Saved data entries
-----

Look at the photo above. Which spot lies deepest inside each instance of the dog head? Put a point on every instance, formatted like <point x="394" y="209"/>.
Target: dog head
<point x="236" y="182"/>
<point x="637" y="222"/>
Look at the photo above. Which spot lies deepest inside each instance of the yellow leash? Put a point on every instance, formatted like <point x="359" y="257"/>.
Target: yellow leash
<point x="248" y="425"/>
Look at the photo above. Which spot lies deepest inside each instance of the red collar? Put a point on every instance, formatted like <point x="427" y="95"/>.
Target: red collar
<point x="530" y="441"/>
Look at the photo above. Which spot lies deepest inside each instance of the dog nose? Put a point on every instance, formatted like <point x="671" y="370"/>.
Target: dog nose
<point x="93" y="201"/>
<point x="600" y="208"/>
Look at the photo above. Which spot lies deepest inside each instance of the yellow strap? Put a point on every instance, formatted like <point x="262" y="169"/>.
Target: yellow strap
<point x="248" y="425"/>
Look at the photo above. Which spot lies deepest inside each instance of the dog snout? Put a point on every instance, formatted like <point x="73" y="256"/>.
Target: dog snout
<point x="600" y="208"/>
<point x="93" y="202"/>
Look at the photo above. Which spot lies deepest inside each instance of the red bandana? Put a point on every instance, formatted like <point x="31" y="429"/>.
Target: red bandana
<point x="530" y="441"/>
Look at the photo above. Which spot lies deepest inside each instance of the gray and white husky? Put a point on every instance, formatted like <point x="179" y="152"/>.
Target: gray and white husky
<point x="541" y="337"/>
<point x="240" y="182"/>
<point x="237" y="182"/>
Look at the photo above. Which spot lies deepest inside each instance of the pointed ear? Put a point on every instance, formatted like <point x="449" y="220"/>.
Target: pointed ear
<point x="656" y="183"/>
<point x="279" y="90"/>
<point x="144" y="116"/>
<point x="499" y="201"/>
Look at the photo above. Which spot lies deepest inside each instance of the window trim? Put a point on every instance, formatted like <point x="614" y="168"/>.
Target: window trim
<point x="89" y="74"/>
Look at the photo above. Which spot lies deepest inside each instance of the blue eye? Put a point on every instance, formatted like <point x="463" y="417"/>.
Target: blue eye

-----

## Directions for this task
Reproduce every line of the entries above, character for character.

## Expected answer
Look at the photo above. Which spot lies deepest inside each instance of the dog head? Put a point on every instance, formatted like <point x="394" y="209"/>.
Target: dog head
<point x="236" y="182"/>
<point x="637" y="222"/>
Look at the photo above. Which spot lies deepest inside each instance of the yellow leash? Put a point on every instance, formatted like <point x="359" y="257"/>.
Target: yellow leash
<point x="248" y="425"/>
Look at the photo above. Which spot lies deepest inside each instance of the red collar? Put a point on every instance, formatted like <point x="427" y="95"/>.
Target: red collar
<point x="530" y="441"/>
Look at the photo above. Which spot lies deepest inside each instance of the dog nose? Put a point on every instance, formatted like <point x="671" y="370"/>.
Target: dog nose
<point x="93" y="201"/>
<point x="600" y="208"/>
Look at the photo above. Which spot lies deepest inside each instance of the yellow strap? Put a point on every instance, formatted like <point x="262" y="169"/>.
Target: yellow strap
<point x="248" y="425"/>
Look at the photo above. Which spot lies deepest inside each instance of the dog snout? Put a point on every instance, formatted like <point x="73" y="256"/>.
Target: dog snout
<point x="600" y="208"/>
<point x="93" y="202"/>
Look at the photo above. Which spot lies deepest inside each instance of the red bandana? Put a point on every instance, formatted like <point x="31" y="429"/>.
Target: red bandana
<point x="530" y="441"/>
Look at the photo above. Which spot lies deepest inside each instance of the gray and white husky? Put a point on every instance, formatted like <point x="179" y="152"/>.
Target: gray and white husky
<point x="541" y="337"/>
<point x="240" y="182"/>
<point x="237" y="182"/>
Look at the photo above. Which spot lies deepest inside each instance of the pointed ear? Put a point on every instance, formatted like <point x="449" y="220"/>.
Target: pointed ear
<point x="656" y="183"/>
<point x="279" y="90"/>
<point x="144" y="116"/>
<point x="499" y="201"/>
Look at the photo above. Which spot lies deepest inside each instance of the window trim? Put a point on every instance, formatted like <point x="614" y="168"/>.
Target: window trim
<point x="89" y="74"/>
Look at the photo above. Which spot lies deepest inside each instance of the blue eye? Put a point on every instance, formatted like <point x="463" y="417"/>.
Target: blue eye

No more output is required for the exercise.